* DIRECTIONS FOR THIS TASK
Beginning with the line containing "Where can the lily" and ending with the last line of the records, set down every line exactly.

* ENTRIES PROVIDED

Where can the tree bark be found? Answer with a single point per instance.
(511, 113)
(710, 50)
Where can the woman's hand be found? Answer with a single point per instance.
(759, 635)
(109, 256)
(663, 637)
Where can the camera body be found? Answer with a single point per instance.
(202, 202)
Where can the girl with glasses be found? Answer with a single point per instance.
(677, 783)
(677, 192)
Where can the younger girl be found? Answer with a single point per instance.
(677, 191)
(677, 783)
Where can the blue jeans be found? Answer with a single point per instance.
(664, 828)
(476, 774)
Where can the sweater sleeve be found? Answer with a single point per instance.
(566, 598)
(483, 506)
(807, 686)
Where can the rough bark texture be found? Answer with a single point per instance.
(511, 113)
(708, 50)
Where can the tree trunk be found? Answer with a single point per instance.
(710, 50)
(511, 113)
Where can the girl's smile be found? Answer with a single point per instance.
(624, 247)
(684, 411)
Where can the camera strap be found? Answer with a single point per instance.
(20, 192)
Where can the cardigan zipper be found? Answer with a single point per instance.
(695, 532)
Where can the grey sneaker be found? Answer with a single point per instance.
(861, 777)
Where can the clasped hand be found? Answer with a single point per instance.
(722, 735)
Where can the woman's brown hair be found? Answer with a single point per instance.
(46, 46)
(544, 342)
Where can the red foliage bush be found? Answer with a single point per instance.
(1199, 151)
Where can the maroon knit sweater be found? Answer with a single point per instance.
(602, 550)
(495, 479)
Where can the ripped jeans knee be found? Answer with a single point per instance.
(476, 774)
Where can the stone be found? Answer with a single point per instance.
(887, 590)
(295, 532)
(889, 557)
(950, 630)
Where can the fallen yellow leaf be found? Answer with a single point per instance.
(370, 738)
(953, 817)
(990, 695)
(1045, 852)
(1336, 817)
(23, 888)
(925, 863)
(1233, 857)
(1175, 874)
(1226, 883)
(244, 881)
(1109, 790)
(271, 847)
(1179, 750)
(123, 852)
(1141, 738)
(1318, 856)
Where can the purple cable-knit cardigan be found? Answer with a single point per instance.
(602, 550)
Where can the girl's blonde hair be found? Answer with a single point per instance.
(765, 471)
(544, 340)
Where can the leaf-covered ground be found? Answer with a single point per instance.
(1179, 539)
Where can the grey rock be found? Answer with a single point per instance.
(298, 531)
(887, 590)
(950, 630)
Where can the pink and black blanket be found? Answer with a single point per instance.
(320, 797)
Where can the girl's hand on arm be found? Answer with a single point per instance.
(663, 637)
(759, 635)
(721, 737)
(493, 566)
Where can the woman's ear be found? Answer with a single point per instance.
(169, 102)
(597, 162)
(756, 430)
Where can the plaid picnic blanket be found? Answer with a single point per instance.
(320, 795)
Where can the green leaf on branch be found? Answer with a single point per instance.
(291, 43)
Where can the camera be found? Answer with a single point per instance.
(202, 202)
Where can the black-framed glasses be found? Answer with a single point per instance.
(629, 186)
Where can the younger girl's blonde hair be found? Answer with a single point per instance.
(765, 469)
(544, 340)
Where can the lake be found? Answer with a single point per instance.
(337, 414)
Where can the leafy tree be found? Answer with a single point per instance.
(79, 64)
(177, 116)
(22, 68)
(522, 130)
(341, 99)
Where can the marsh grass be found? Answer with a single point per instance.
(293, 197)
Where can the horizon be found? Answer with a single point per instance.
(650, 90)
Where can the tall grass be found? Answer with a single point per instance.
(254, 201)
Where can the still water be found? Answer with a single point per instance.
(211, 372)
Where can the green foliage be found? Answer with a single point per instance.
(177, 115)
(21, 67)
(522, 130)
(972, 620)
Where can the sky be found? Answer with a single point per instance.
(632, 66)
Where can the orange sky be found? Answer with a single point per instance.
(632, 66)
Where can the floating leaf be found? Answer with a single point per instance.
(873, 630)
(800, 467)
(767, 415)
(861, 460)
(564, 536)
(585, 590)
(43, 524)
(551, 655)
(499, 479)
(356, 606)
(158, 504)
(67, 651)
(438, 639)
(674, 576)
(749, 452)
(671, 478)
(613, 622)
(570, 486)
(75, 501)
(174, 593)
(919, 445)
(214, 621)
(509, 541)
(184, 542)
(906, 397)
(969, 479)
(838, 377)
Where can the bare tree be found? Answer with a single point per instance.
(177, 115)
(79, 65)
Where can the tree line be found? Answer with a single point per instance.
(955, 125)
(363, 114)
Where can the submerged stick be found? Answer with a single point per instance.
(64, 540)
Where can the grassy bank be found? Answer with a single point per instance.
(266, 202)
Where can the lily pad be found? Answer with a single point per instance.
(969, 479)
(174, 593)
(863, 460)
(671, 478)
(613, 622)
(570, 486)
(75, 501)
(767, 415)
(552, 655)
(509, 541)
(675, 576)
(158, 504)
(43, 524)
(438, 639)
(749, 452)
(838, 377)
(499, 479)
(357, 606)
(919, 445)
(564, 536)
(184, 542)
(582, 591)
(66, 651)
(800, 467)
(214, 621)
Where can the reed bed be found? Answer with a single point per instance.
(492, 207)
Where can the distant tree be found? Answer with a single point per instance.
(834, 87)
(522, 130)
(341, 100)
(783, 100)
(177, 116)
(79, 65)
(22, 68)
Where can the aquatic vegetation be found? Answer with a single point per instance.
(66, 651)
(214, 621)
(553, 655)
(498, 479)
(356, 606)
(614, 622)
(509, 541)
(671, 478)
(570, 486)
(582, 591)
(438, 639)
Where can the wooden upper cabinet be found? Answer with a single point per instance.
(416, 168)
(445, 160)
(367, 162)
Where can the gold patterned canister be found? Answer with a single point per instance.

* RESPONSE TO THE EXERCISE
Where can the lily pad be found? Answer with a single point per instance.
(969, 479)
(174, 593)
(863, 460)
(671, 478)
(613, 622)
(570, 486)
(75, 501)
(767, 415)
(552, 655)
(509, 541)
(675, 576)
(158, 504)
(43, 524)
(438, 639)
(749, 452)
(838, 377)
(499, 479)
(357, 606)
(919, 445)
(564, 536)
(184, 542)
(582, 591)
(66, 651)
(800, 467)
(214, 621)
Where can the reed bed be found? Answer with a single point per instance.
(492, 207)
Where can the distant tree be found? Answer with a single point per instance.
(834, 87)
(522, 130)
(341, 100)
(783, 100)
(177, 116)
(79, 65)
(22, 68)
Where can the aquatic vegetation be found? Answer with a single point per instance.
(66, 651)
(214, 621)
(553, 655)
(498, 479)
(356, 606)
(614, 622)
(509, 541)
(671, 478)
(570, 486)
(582, 591)
(438, 639)
Where can the wooden upper cabinet be found? Answer with a single point per instance.
(416, 168)
(445, 160)
(367, 162)
Where can the gold patterned canister be found? Answer with a single point per instance.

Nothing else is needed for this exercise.